## Problèmes à résoudre
[A] Reproduisez fidèlement le passage de l'extrait sur la dédollarisation compris entre « Ainsi souhaite-t-il » et « l'hégémonie du dollar. », ces deux bornes incluses.
[B] D'après l'extrait sur la dédollarisation, à quels pays Erdogan a-t-il proposé de remplacer le dollar par les monnaies nationales dans leurs échanges bilatéraux ?
[C] Poursuivez la rédaction de l'extrait sur la dédollarisation à la suite de sa dernière phrase.

## Extrait du texte
=-=-=-=-=
On trouve à boire et à
manger dans le flot de paroles sultanesques. Si, après un coup de fil de Moscou, Erdogan a une nouvelle fois rétropédalé la queue entre les jambes suite à ses déclarations tonitruantes visant à déloger Assad du pouvoir
- il paraît qu'on aurait mal compris ses paroles, le pauvre... - il est plus
sérieux sur d'autres sujets.
Ainsi souhaite-t-il
apporter sa pierre à ce qui est dans les tuyaux (et même plus) depuis quelques
temps : la dédollarisation de l'Eurasie. Le sultan a proposé à la Russie, la Chine et l'Iran de remplacer le
dollar par les monnaies nationales dans leurs échanges bilatéraux, rien que ça
! Notons qu'Ankara avait déjà caressé l'idée il y a deux ans, en pleine crise
ukrainienne et syrienne ; il semble que la récente dégringolade de la lire turque et, partant, la nécessité
impérative d'assurer une forte demande pour celle-ci ont plus que renforcé cette
volonté.
Où comment, exemple
parfait de l'effet papillon géopolitique, une problématique locale peut porter
en germe d'énormes conséquences sur la dynamique mondiale, la puissance
américaine reposant en effet en grande partie sur l'hégémonie du dollar.
=-=-=-=-=
## Entrées fournies
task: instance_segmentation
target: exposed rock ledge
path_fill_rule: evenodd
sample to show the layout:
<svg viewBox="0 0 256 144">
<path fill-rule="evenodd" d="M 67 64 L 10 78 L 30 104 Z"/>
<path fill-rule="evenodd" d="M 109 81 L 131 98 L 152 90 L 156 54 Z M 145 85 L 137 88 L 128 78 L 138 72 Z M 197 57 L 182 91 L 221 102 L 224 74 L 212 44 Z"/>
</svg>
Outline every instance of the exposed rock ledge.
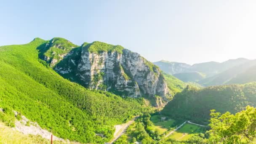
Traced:
<svg viewBox="0 0 256 144">
<path fill-rule="evenodd" d="M 13 111 L 15 116 L 17 116 L 18 112 Z M 52 134 L 50 132 L 41 128 L 40 126 L 36 122 L 31 122 L 24 116 L 21 116 L 21 120 L 20 121 L 16 120 L 15 122 L 15 128 L 13 129 L 21 132 L 24 134 L 32 134 L 34 135 L 40 135 L 43 138 L 50 140 Z M 28 123 L 28 124 L 27 124 Z M 27 125 L 29 126 L 27 126 Z M 68 140 L 65 141 L 64 139 L 58 138 L 53 136 L 53 140 L 62 141 L 69 143 Z"/>
</svg>

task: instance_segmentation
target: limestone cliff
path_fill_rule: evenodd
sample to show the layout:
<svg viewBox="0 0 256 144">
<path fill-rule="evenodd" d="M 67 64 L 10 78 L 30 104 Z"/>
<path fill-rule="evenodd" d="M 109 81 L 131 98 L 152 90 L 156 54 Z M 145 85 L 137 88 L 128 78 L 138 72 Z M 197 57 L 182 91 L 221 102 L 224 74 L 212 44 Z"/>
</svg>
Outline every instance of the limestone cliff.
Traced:
<svg viewBox="0 0 256 144">
<path fill-rule="evenodd" d="M 160 69 L 120 45 L 85 43 L 68 55 L 55 70 L 85 87 L 133 97 L 169 95 Z"/>
</svg>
=-=-=-=-=
## Réponses attendues
[A]
Ainsi souhaite-t-il
apporter sa pierre à ce qui est dans les tuyaux (et même plus) depuis quelques
temps : la dédollarisation de l'Eurasie. Le sultan a proposé à la Russie, la Chine et l'Iran de remplacer le
dollar par les monnaies nationales dans leurs échanges bilatéraux, rien que ça
! Notons qu'Ankara avait déjà caressé l'idée il y a deux ans, en pleine crise
ukrainienne et syrienne ; il semble que la récente dégringolade de la lire turque et, partant, la nécessité
impérative d'assurer une forte demande pour celle-ci ont plus que renforcé cette
volonté.
Où comment, exemple
parfait de l'effet papillon géopolitique, une problématique locale peut porter
en germe d'énormes conséquences sur la dynamique mondiale, la puissance
américaine reposant en effet en grande partie sur l'hégémonie du dollar.

[B] À la Russie, à la Chine et à l'Iran.

[C]
Une mauvaise nouvelle
n'arrivant jamais seule pour le système impérial, Trump prononçait au même
moment un discours qui fera date, annonçant la fin (du moins sous
son mandat) de l'interventionnisme US :
« Nous
sommes prêts à collaborer avec tout Etat qui souhaitera se joindre à nos
opérations militaires pour détruire l'Etat islamique et tous les groupes
terroristes islamistes radicaux. Oui, nous allons détruire Daesh. Mais dans le
même temps, nous allons poursuivre une nouvelle politique étrangère en prenant
en compte nos erreurs commises dans le passé. Nous allons cesser de renverser les
gouvernements d'Etats étrangers [...] Notre objectif est la stabilité, non le chaos. Le
temps est venu de reconstruire notre pays ».
On imagine la panique
dans les sous-sols de la CIA et dans les salles de rédactions européennes...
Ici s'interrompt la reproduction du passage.